Dataset entries –
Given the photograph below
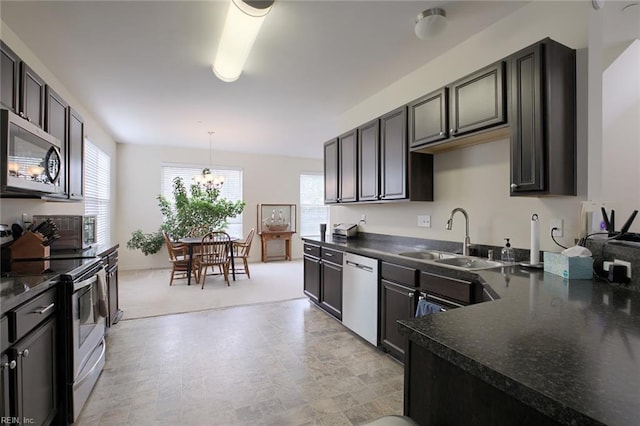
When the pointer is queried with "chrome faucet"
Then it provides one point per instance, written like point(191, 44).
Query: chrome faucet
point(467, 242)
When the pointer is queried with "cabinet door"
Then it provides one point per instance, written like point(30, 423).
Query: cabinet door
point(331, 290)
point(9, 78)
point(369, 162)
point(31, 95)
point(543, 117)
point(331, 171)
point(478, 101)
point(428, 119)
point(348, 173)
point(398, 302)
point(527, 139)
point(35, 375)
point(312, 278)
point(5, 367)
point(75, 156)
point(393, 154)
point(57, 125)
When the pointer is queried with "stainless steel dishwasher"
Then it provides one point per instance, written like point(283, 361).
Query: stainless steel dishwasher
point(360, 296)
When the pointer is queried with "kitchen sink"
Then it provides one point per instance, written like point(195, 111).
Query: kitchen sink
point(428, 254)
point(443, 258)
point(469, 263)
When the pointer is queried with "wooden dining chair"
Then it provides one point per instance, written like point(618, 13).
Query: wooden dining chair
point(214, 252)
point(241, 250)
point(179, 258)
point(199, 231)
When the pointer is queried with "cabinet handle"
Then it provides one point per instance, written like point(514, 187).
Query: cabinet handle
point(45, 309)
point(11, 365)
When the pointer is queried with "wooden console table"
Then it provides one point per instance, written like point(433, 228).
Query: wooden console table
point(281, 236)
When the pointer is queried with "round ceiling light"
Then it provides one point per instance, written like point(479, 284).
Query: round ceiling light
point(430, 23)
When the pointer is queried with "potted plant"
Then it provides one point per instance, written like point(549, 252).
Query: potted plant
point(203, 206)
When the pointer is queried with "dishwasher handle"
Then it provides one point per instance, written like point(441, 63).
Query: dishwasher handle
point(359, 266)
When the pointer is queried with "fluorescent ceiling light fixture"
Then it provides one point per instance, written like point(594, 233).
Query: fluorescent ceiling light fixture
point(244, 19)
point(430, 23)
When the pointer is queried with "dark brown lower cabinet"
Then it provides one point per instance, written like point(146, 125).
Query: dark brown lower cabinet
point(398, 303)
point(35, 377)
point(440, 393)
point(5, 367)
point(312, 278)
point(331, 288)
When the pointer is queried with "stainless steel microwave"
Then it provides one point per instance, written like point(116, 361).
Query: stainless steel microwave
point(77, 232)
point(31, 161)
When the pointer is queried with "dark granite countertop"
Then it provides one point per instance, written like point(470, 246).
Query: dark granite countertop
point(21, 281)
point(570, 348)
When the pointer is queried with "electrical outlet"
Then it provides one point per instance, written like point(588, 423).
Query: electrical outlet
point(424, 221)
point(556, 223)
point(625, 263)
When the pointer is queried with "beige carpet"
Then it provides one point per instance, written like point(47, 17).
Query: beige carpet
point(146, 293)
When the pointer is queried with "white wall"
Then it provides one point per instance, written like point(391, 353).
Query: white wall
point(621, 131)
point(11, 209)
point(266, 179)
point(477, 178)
...
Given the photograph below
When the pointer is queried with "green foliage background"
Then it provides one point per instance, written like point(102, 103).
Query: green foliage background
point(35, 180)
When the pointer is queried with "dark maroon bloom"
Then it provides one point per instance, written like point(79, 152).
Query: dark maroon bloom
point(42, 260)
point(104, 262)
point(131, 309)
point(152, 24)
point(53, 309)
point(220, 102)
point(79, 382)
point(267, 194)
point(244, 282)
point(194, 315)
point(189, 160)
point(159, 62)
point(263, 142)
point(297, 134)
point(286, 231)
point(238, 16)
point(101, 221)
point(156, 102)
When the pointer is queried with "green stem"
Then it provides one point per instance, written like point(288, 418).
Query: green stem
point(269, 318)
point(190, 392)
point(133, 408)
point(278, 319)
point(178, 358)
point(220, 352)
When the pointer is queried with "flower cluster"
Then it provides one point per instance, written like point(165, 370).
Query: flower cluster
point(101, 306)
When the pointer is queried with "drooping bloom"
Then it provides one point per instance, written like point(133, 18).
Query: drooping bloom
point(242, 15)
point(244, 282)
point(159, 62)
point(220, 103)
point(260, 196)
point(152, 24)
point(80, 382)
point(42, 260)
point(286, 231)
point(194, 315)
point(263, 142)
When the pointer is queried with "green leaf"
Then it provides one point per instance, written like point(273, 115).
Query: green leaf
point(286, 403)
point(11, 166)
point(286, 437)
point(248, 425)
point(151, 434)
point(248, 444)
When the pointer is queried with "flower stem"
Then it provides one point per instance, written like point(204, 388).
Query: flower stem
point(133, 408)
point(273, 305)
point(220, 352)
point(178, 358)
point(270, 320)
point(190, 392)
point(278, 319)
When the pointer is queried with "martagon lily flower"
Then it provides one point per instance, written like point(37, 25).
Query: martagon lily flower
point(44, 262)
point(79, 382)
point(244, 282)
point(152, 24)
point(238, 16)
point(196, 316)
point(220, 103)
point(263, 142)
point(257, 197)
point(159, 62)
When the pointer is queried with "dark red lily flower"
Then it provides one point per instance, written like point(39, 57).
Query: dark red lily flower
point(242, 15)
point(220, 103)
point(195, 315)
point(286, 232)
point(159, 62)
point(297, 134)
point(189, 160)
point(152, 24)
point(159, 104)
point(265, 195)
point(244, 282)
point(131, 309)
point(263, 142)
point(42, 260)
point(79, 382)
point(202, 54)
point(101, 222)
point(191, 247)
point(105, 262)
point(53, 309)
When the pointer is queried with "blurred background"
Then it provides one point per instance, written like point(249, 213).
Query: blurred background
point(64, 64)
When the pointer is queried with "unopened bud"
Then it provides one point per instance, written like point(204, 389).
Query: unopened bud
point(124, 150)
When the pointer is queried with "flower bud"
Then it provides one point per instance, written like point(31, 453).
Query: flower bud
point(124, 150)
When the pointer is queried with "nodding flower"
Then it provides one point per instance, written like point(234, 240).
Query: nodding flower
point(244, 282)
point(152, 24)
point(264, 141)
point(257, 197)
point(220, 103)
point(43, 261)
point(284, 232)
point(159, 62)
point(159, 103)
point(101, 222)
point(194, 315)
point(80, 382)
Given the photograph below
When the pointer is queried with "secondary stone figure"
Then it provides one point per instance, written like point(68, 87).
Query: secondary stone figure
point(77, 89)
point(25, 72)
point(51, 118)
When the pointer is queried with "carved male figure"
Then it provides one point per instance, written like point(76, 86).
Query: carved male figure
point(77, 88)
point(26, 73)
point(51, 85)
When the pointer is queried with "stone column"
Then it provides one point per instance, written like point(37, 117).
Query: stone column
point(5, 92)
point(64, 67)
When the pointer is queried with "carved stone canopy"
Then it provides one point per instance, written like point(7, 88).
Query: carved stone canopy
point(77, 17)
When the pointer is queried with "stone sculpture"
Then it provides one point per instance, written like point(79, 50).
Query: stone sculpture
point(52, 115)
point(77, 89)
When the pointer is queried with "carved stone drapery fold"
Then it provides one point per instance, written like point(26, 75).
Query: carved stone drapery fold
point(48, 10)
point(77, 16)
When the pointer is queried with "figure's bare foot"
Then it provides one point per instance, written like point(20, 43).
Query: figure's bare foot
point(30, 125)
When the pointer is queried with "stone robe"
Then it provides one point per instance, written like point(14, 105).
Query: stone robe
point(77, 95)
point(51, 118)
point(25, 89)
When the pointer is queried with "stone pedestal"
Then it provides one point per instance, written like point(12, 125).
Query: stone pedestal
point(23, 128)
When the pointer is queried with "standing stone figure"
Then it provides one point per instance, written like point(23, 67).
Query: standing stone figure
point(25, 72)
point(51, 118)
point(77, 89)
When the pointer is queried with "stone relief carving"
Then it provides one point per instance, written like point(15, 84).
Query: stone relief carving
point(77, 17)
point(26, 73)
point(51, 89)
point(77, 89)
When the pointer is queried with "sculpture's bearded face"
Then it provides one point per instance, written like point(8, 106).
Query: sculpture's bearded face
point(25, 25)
==
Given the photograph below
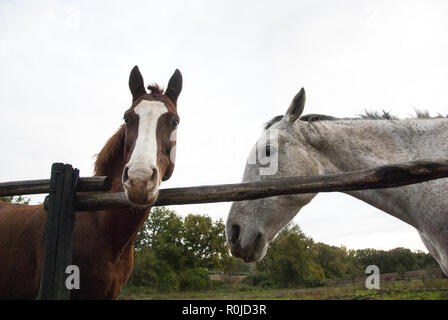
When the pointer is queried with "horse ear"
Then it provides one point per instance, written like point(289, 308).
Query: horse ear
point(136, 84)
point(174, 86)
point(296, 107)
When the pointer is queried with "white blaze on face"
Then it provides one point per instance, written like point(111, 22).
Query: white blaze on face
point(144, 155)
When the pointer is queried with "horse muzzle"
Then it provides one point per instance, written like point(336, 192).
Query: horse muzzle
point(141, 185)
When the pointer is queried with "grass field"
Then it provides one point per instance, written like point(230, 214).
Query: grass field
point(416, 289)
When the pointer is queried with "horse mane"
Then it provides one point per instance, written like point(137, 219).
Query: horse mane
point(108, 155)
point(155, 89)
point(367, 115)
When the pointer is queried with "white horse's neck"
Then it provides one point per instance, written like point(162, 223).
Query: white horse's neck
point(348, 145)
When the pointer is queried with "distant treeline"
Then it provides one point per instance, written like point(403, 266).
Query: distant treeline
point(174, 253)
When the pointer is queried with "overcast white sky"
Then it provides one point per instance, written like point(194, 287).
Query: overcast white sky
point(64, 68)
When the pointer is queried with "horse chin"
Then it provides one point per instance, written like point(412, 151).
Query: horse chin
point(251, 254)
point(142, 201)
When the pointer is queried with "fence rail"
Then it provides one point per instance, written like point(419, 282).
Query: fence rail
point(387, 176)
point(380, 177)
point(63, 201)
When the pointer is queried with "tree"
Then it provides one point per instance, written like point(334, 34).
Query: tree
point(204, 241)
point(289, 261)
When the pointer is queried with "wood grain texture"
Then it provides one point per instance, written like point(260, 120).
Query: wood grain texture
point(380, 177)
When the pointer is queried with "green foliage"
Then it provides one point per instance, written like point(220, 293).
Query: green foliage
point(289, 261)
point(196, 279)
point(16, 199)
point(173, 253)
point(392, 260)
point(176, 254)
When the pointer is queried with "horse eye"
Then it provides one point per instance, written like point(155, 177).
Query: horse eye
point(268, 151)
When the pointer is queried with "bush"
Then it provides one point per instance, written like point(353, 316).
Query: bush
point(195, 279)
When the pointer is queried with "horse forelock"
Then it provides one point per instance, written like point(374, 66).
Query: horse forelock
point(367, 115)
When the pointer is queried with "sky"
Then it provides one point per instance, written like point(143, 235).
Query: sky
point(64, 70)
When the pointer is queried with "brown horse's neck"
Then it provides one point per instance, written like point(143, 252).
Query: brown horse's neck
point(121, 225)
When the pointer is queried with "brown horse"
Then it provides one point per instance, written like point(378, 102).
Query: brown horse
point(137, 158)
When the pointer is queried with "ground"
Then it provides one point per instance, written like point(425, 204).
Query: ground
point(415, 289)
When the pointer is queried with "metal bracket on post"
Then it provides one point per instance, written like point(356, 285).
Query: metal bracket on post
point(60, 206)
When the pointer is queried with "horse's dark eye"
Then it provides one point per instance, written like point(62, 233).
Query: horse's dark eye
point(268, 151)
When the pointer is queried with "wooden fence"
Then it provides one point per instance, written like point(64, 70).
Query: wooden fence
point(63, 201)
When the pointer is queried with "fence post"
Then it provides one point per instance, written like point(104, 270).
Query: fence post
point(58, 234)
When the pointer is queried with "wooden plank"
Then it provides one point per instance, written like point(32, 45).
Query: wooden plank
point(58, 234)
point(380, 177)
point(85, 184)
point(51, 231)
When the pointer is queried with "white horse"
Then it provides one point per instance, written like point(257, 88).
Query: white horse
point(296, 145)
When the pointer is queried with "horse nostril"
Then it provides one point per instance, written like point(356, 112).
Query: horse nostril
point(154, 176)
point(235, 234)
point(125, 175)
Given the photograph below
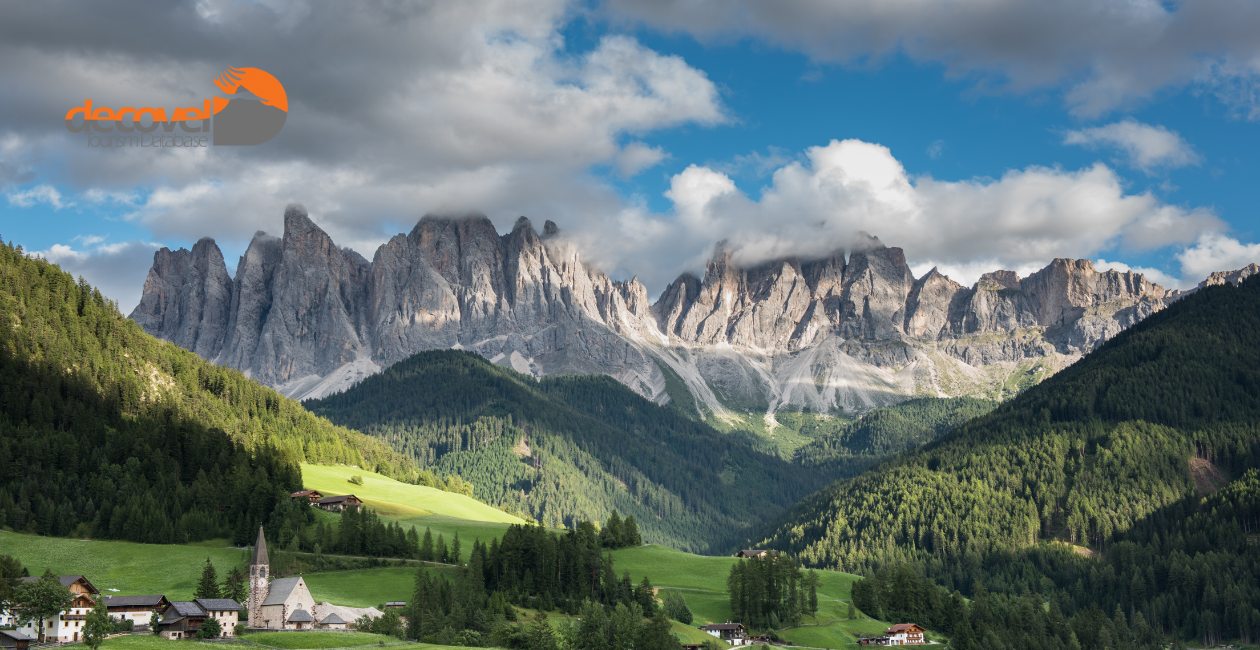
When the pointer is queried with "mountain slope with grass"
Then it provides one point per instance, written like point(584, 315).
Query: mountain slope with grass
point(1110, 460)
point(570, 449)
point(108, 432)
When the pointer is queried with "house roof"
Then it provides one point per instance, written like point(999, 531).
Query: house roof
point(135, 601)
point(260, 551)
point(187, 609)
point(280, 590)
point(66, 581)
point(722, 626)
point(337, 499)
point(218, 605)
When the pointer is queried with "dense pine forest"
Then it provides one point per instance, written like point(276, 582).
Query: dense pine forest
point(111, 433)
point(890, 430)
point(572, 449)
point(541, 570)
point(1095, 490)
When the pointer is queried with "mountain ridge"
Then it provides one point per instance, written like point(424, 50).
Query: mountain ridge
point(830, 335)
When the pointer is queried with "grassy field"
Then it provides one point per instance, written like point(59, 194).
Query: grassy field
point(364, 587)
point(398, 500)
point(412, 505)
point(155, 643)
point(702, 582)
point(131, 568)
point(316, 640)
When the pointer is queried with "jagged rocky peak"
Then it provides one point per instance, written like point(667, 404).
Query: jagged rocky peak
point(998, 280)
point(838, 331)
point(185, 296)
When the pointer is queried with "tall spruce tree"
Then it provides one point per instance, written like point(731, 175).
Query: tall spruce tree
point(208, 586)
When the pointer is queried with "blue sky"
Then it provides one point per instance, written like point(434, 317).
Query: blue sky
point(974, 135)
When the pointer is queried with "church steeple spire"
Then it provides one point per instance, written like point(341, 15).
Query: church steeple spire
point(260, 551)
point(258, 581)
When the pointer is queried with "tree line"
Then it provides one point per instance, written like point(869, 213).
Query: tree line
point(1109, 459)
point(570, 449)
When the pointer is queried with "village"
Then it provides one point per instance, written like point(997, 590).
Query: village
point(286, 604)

Problem to solve – Select every line above that contains the string "pine", and copy each one out.

Finished task –
When the pointer is queried with "dense pine forest"
Query: dense pine forest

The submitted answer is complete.